» **Instructions to follow**
Rewrite the stretch from the line containing "the terracotta flowerpot." through the line containing "Outline every instance of the terracotta", changing "terracotta flowerpot" to "ceramic planter" and leaving everything else as it is.

BEGIN Dataset entries

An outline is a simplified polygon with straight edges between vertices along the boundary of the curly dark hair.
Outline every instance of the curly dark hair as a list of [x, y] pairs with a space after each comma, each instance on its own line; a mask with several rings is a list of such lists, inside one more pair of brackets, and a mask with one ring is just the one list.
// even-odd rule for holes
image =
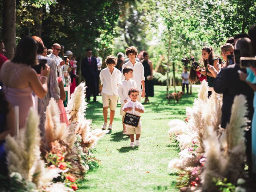
[[114, 64], [115, 66], [116, 65], [117, 61], [115, 56], [113, 55], [109, 55], [105, 60], [106, 64]]
[[139, 90], [136, 87], [132, 87], [129, 90], [129, 92], [128, 92], [128, 95], [130, 95], [131, 94], [131, 93], [135, 93], [136, 92], [138, 92], [138, 94], [140, 93]]
[[129, 47], [125, 50], [125, 54], [128, 56], [128, 55], [130, 53], [134, 53], [135, 55], [138, 54], [138, 50], [134, 46]]
[[133, 69], [131, 67], [125, 67], [123, 69], [123, 74], [124, 75], [125, 73], [128, 73], [130, 71], [133, 72]]

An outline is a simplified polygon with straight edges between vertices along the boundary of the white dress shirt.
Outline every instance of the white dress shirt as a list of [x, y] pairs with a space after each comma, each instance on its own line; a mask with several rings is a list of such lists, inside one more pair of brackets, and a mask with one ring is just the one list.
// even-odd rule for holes
[[124, 79], [124, 76], [123, 74], [123, 69], [125, 67], [130, 67], [133, 69], [133, 76], [132, 79], [135, 81], [137, 84], [137, 88], [140, 92], [141, 92], [141, 86], [140, 86], [141, 81], [145, 80], [143, 65], [140, 62], [136, 61], [134, 66], [130, 60], [124, 64], [122, 67], [122, 80]]
[[54, 55], [52, 54], [50, 54], [46, 56], [47, 57], [50, 57], [52, 58], [55, 61], [57, 64], [57, 67], [58, 68], [58, 71], [59, 72], [59, 77], [62, 77], [62, 81], [64, 85], [66, 85], [66, 82], [65, 81], [65, 77], [64, 76], [64, 71], [66, 71], [68, 68], [68, 65], [66, 65], [64, 64], [62, 66], [60, 66], [60, 62], [62, 61], [62, 59], [60, 58], [58, 56], [56, 56], [55, 55]]
[[101, 84], [103, 85], [101, 92], [109, 95], [118, 95], [118, 84], [121, 82], [121, 72], [116, 68], [114, 68], [112, 74], [108, 67], [103, 69], [100, 73]]
[[[131, 111], [127, 111], [126, 112], [129, 113], [134, 114], [134, 115], [138, 115], [140, 116], [140, 112], [139, 112], [138, 111], [136, 111], [135, 110], [135, 107], [137, 107], [137, 108], [138, 108], [140, 109], [142, 109], [145, 112], [145, 108], [144, 108], [144, 107], [143, 106], [142, 104], [138, 101], [136, 101], [135, 102], [132, 100], [128, 101], [124, 104], [124, 106], [123, 107], [123, 110], [125, 108], [128, 108], [128, 107], [131, 107], [132, 108], [132, 110]], [[141, 119], [141, 118], [140, 118], [140, 122], [139, 122], [138, 126], [141, 126], [142, 125], [141, 123], [141, 121], [140, 120]], [[127, 125], [126, 125], [126, 126], [128, 126], [129, 127], [132, 127], [132, 126], [130, 126]]]
[[129, 79], [129, 80], [126, 80], [123, 79], [118, 85], [118, 94], [120, 97], [120, 102], [123, 105], [125, 104], [124, 100], [126, 99], [127, 102], [131, 100], [128, 92], [129, 90], [132, 87], [137, 87], [137, 84], [134, 80]]

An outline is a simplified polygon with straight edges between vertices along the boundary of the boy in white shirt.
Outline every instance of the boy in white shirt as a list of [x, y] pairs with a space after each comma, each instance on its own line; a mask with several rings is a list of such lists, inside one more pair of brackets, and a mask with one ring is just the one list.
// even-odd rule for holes
[[[137, 100], [140, 102], [141, 98], [145, 97], [145, 77], [144, 77], [144, 67], [142, 64], [135, 60], [138, 54], [138, 50], [134, 46], [129, 47], [125, 50], [125, 54], [129, 58], [129, 61], [123, 65], [122, 72], [125, 67], [130, 67], [133, 70], [133, 76], [132, 79], [136, 82], [137, 88], [140, 93]], [[122, 80], [124, 79], [124, 76], [122, 75]], [[142, 87], [142, 90], [140, 84]]]
[[100, 78], [102, 85], [101, 95], [103, 105], [104, 123], [102, 130], [106, 129], [108, 124], [108, 108], [110, 110], [108, 130], [112, 130], [112, 124], [115, 116], [115, 110], [118, 98], [118, 86], [121, 81], [121, 74], [120, 71], [115, 67], [117, 61], [114, 56], [107, 57], [105, 62], [108, 67], [102, 70], [100, 74]]
[[[139, 116], [140, 114], [144, 113], [145, 108], [142, 104], [140, 102], [137, 101], [139, 91], [136, 87], [132, 87], [129, 90], [128, 94], [131, 99], [131, 100], [126, 103], [123, 107], [123, 110], [124, 112], [128, 112], [129, 113]], [[141, 134], [141, 121], [140, 119], [140, 122], [138, 127], [135, 127], [126, 125], [126, 132], [128, 134], [130, 135], [131, 140], [130, 146], [132, 147], [134, 146], [134, 134], [136, 133], [136, 146], [140, 146], [139, 139]]]
[[[126, 103], [130, 101], [128, 92], [129, 90], [132, 87], [137, 87], [135, 81], [132, 80], [133, 70], [131, 67], [125, 67], [123, 69], [123, 74], [124, 76], [124, 79], [122, 80], [118, 85], [118, 94], [120, 97], [121, 108], [120, 108], [120, 115], [123, 116], [123, 121], [124, 118], [125, 113], [123, 111], [123, 107]], [[123, 134], [126, 134], [126, 128], [125, 125], [123, 124]]]
[[187, 66], [184, 67], [184, 72], [181, 74], [181, 78], [182, 78], [182, 91], [185, 92], [185, 86], [187, 88], [187, 94], [188, 94], [188, 77], [189, 73], [188, 72], [188, 68]]

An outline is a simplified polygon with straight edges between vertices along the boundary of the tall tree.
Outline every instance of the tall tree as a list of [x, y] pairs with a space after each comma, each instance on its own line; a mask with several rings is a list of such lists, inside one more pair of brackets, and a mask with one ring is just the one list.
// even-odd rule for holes
[[3, 30], [2, 36], [6, 47], [6, 56], [11, 58], [14, 55], [16, 40], [15, 0], [3, 0]]

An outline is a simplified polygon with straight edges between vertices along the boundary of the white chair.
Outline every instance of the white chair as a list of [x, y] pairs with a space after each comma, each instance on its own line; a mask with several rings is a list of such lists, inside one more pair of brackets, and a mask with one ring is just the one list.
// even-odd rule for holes
[[14, 106], [14, 114], [15, 118], [15, 124], [14, 128], [14, 136], [18, 136], [19, 135], [19, 106]]
[[68, 86], [67, 87], [66, 87], [64, 88], [64, 90], [65, 91], [68, 92], [68, 101], [70, 99], [70, 86]]

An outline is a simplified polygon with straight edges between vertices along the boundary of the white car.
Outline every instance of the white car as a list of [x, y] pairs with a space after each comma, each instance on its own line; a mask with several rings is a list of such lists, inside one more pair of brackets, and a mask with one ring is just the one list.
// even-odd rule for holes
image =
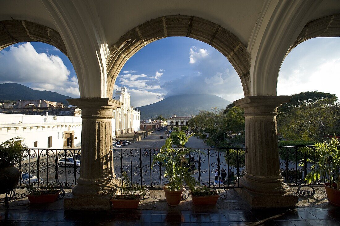
[[62, 158], [58, 160], [58, 166], [59, 167], [66, 166], [73, 167], [74, 164], [77, 167], [80, 166], [80, 160], [76, 160], [75, 162], [73, 158]]
[[[37, 183], [38, 181], [38, 177], [30, 174], [28, 173], [21, 173], [21, 181], [24, 184], [27, 184], [29, 183]], [[42, 178], [40, 178], [40, 182], [43, 181]]]

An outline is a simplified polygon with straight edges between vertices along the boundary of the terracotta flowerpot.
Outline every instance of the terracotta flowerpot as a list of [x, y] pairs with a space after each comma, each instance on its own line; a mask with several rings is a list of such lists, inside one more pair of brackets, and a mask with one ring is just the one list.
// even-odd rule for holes
[[208, 196], [193, 196], [190, 193], [192, 199], [192, 203], [194, 205], [216, 205], [220, 196], [217, 192], [213, 195]]
[[[116, 195], [116, 196], [123, 196], [121, 195]], [[139, 201], [142, 197], [139, 196], [139, 198], [137, 199], [111, 199], [110, 200], [112, 203], [112, 206], [115, 209], [137, 209], [139, 205]]]
[[20, 171], [14, 164], [0, 168], [0, 194], [16, 188], [20, 178]]
[[[325, 183], [323, 186], [326, 189], [327, 198], [329, 203], [336, 206], [340, 206], [340, 190], [331, 188], [329, 187], [330, 186], [329, 183]], [[333, 183], [333, 187], [336, 188], [337, 184]]]
[[60, 190], [54, 194], [44, 194], [38, 195], [32, 195], [30, 193], [27, 195], [27, 197], [31, 203], [50, 203], [57, 201], [58, 196], [61, 191]]
[[182, 199], [182, 193], [184, 190], [182, 187], [177, 191], [170, 191], [167, 188], [167, 186], [164, 186], [163, 190], [165, 193], [165, 198], [168, 204], [171, 206], [178, 206]]

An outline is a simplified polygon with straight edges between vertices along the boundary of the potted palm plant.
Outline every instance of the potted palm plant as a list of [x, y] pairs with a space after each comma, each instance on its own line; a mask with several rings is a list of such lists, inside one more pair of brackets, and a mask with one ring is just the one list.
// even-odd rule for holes
[[194, 134], [187, 136], [184, 131], [178, 132], [177, 137], [174, 139], [177, 139], [177, 145], [181, 147], [178, 148], [172, 147], [172, 138], [167, 138], [165, 144], [153, 159], [153, 168], [157, 165], [156, 163], [165, 167], [164, 175], [169, 183], [163, 189], [168, 204], [172, 206], [178, 205], [181, 202], [184, 190], [184, 184], [189, 188], [193, 188], [196, 184], [196, 179], [190, 173], [190, 166], [185, 157], [190, 154], [190, 149], [185, 147], [185, 143]]
[[217, 192], [215, 191], [210, 191], [206, 186], [193, 188], [190, 194], [194, 205], [216, 205], [220, 197]]
[[0, 194], [16, 188], [20, 177], [20, 171], [15, 167], [19, 164], [26, 149], [17, 137], [0, 144]]
[[[317, 143], [312, 148], [305, 147], [303, 153], [308, 157], [314, 157], [315, 160], [309, 158], [307, 162], [312, 164], [311, 171], [305, 180], [308, 183], [314, 183], [320, 178], [325, 178], [324, 184], [328, 201], [333, 205], [340, 206], [340, 141], [335, 135], [330, 142]], [[304, 163], [300, 164], [304, 166]]]
[[27, 197], [32, 204], [50, 203], [56, 201], [61, 191], [55, 184], [48, 184], [45, 186], [37, 187], [36, 183], [31, 182], [26, 185], [25, 188], [28, 192]]
[[123, 172], [122, 177], [123, 185], [114, 190], [115, 194], [111, 199], [112, 206], [116, 209], [137, 209], [141, 199], [146, 194], [145, 187], [129, 181], [125, 172]]

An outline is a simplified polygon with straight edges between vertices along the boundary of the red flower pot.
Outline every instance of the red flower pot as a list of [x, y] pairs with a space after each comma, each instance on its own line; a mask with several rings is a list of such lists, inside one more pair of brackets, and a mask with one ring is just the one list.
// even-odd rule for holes
[[208, 196], [193, 196], [192, 193], [190, 194], [194, 205], [216, 205], [220, 197], [216, 192], [213, 195]]
[[171, 191], [166, 186], [163, 188], [163, 190], [165, 193], [165, 199], [168, 204], [171, 206], [178, 206], [182, 199], [182, 193], [184, 190], [184, 188], [182, 187], [178, 191]]
[[[116, 196], [122, 196], [121, 195], [116, 195]], [[112, 199], [110, 201], [112, 203], [112, 206], [115, 209], [137, 209], [139, 205], [139, 201], [141, 196], [136, 199]]]
[[[326, 189], [327, 198], [329, 203], [336, 206], [340, 206], [340, 190], [331, 188], [330, 187], [330, 184], [329, 183], [325, 183], [323, 186]], [[337, 184], [333, 183], [333, 187], [336, 188]]]
[[38, 195], [30, 194], [27, 195], [27, 197], [31, 203], [50, 203], [57, 201], [61, 191], [60, 190], [54, 194], [42, 194]]

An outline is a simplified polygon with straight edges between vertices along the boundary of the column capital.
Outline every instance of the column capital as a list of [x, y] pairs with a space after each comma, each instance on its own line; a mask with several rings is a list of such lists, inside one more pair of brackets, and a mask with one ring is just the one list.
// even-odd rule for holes
[[113, 117], [112, 112], [123, 104], [111, 98], [78, 98], [67, 99], [72, 105], [82, 109], [82, 118], [109, 119]]
[[123, 103], [109, 98], [66, 99], [70, 104], [82, 109], [108, 108], [114, 110], [121, 107]]
[[292, 96], [250, 96], [234, 102], [244, 110], [245, 116], [275, 116], [277, 107], [289, 102]]

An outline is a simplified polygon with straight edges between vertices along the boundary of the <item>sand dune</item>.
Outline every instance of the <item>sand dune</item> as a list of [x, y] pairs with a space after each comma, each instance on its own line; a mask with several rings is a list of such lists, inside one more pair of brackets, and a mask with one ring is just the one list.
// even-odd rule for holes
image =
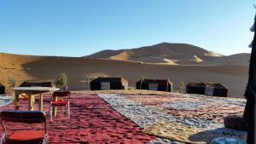
[[148, 78], [170, 78], [177, 89], [180, 82], [222, 83], [230, 89], [229, 95], [242, 97], [247, 80], [247, 66], [235, 65], [182, 66], [141, 64], [140, 62], [92, 58], [28, 56], [10, 54], [0, 55], [0, 80], [6, 84], [8, 77], [14, 77], [17, 84], [22, 81], [50, 80], [66, 72], [69, 89], [83, 89], [79, 82], [82, 76], [124, 77], [135, 86], [138, 77]]
[[131, 49], [103, 50], [86, 57], [166, 65], [247, 66], [249, 55], [238, 54], [225, 56], [191, 44], [162, 43]]

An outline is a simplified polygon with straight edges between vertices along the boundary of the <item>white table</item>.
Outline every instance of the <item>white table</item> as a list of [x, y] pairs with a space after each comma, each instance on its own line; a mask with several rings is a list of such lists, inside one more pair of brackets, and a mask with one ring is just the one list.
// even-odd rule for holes
[[34, 98], [35, 95], [39, 95], [38, 109], [39, 111], [43, 111], [43, 93], [54, 92], [59, 90], [60, 89], [54, 87], [18, 87], [14, 88], [13, 89], [15, 91], [15, 110], [19, 110], [19, 94], [26, 93], [28, 96], [28, 111], [33, 111], [34, 109], [32, 99]]

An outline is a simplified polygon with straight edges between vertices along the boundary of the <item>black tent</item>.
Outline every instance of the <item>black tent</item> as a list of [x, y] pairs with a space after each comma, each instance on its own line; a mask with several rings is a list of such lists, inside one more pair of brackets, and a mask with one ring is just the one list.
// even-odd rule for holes
[[172, 83], [169, 79], [144, 79], [136, 83], [136, 89], [172, 92]]
[[127, 89], [128, 81], [123, 78], [97, 78], [90, 83], [90, 90]]
[[252, 32], [254, 32], [254, 37], [252, 43], [252, 52], [249, 65], [249, 78], [248, 83], [245, 90], [244, 96], [247, 99], [247, 104], [243, 113], [243, 118], [246, 122], [247, 130], [247, 143], [255, 144], [255, 92], [256, 92], [256, 34], [255, 34], [255, 25], [256, 25], [256, 15], [254, 17], [254, 24], [251, 28]]
[[188, 94], [199, 94], [211, 96], [228, 96], [228, 89], [221, 84], [190, 82], [186, 86]]
[[0, 95], [5, 94], [5, 87], [0, 84]]
[[52, 87], [51, 82], [23, 82], [20, 87]]

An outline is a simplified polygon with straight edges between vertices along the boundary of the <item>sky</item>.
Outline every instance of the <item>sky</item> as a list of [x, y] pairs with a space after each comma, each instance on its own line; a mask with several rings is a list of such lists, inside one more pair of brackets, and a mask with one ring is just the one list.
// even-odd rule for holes
[[253, 0], [2, 0], [0, 52], [84, 56], [162, 42], [249, 53]]

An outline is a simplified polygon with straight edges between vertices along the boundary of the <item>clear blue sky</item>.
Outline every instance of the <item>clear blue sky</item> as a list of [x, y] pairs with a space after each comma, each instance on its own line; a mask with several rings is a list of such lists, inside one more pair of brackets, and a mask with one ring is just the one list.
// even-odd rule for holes
[[185, 43], [250, 52], [253, 0], [3, 0], [0, 52], [83, 56]]

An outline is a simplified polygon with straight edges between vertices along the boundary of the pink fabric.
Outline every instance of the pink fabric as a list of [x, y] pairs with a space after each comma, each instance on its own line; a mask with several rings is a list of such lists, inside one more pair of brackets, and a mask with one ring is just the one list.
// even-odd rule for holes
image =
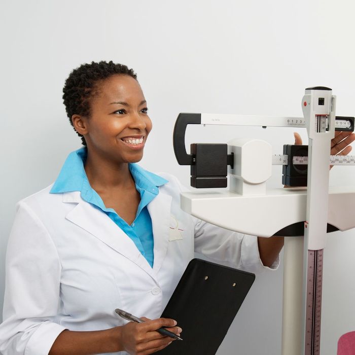
[[342, 335], [338, 341], [337, 355], [355, 354], [355, 332], [349, 332]]

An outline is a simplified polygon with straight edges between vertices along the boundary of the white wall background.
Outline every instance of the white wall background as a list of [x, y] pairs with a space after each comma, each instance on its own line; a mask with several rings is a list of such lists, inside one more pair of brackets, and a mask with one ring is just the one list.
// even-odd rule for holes
[[[154, 126], [142, 165], [188, 185], [189, 168], [177, 164], [171, 144], [181, 112], [299, 116], [304, 88], [323, 85], [338, 95], [337, 114], [355, 114], [355, 3], [348, 0], [2, 0], [0, 6], [0, 306], [15, 203], [53, 182], [80, 146], [61, 90], [81, 63], [112, 59], [136, 70]], [[198, 126], [188, 129], [187, 143], [245, 136], [270, 141], [275, 154], [293, 142], [290, 129]], [[354, 170], [337, 167], [331, 183], [353, 184]], [[274, 173], [269, 185], [279, 186], [280, 168]], [[355, 330], [354, 237], [354, 231], [333, 233], [325, 252], [325, 355]], [[259, 276], [218, 354], [280, 353], [282, 270]]]

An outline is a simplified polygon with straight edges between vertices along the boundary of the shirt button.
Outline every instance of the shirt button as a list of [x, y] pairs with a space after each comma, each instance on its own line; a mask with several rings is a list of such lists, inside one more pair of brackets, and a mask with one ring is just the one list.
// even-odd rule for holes
[[160, 289], [159, 287], [155, 287], [152, 290], [152, 293], [154, 295], [159, 295], [160, 293]]

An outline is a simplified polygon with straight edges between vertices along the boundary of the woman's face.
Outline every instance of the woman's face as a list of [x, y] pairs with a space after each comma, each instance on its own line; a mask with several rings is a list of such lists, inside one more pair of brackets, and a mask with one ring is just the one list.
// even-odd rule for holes
[[152, 122], [138, 82], [128, 75], [110, 77], [99, 84], [90, 108], [84, 134], [89, 154], [117, 163], [140, 160]]

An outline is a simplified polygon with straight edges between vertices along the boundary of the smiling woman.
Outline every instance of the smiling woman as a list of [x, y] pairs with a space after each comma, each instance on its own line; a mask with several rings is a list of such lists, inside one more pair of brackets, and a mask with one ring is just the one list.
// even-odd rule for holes
[[[258, 246], [256, 237], [187, 215], [176, 178], [136, 164], [152, 122], [132, 69], [83, 64], [63, 92], [84, 146], [69, 155], [54, 184], [18, 205], [2, 353], [152, 353], [174, 340], [157, 329], [182, 331], [159, 317], [195, 252], [249, 271], [264, 267], [260, 256], [277, 267], [281, 238]], [[172, 220], [179, 237], [171, 236]], [[117, 308], [146, 322], [127, 323]]]

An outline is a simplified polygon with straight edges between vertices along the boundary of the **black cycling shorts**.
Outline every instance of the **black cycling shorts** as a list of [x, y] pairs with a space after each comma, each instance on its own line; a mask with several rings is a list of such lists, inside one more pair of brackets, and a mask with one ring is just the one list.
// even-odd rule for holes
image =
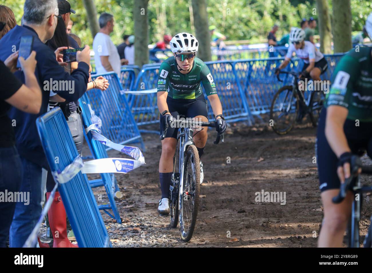
[[[302, 71], [304, 71], [307, 67], [309, 66], [310, 64], [305, 64], [304, 67], [302, 67]], [[324, 57], [320, 59], [318, 61], [315, 63], [314, 67], [317, 67], [320, 69], [320, 74], [321, 75], [326, 71], [328, 68], [328, 63], [327, 62], [327, 60]]]
[[[332, 150], [326, 137], [326, 117], [327, 109], [320, 113], [315, 143], [315, 152], [319, 176], [319, 188], [322, 192], [328, 189], [340, 188], [340, 179], [337, 175], [339, 159]], [[360, 122], [347, 119], [344, 131], [347, 143], [355, 155], [361, 156], [366, 151], [372, 158], [372, 122]]]
[[[203, 94], [196, 98], [190, 100], [174, 99], [168, 96], [167, 97], [167, 104], [168, 104], [168, 110], [175, 118], [179, 119], [181, 115], [185, 116], [185, 118], [193, 118], [198, 116], [202, 116], [208, 118], [207, 103]], [[160, 116], [160, 131], [161, 134], [165, 128], [163, 121], [163, 118], [161, 115]], [[169, 126], [165, 137], [177, 139], [178, 129], [179, 128]]]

END Dataset entries

» **Expected output**
An outline is a simplified polygon with straight edges between vertices along the boundary of the ceramic planter.
Outline every instance of the ceramic planter as a list of [x, y] pairs with a space after each comma, each instance on its own line; a mask with several rings is a list of such lists, inside one more pair of brackets, and a mask with one ring is just the one list.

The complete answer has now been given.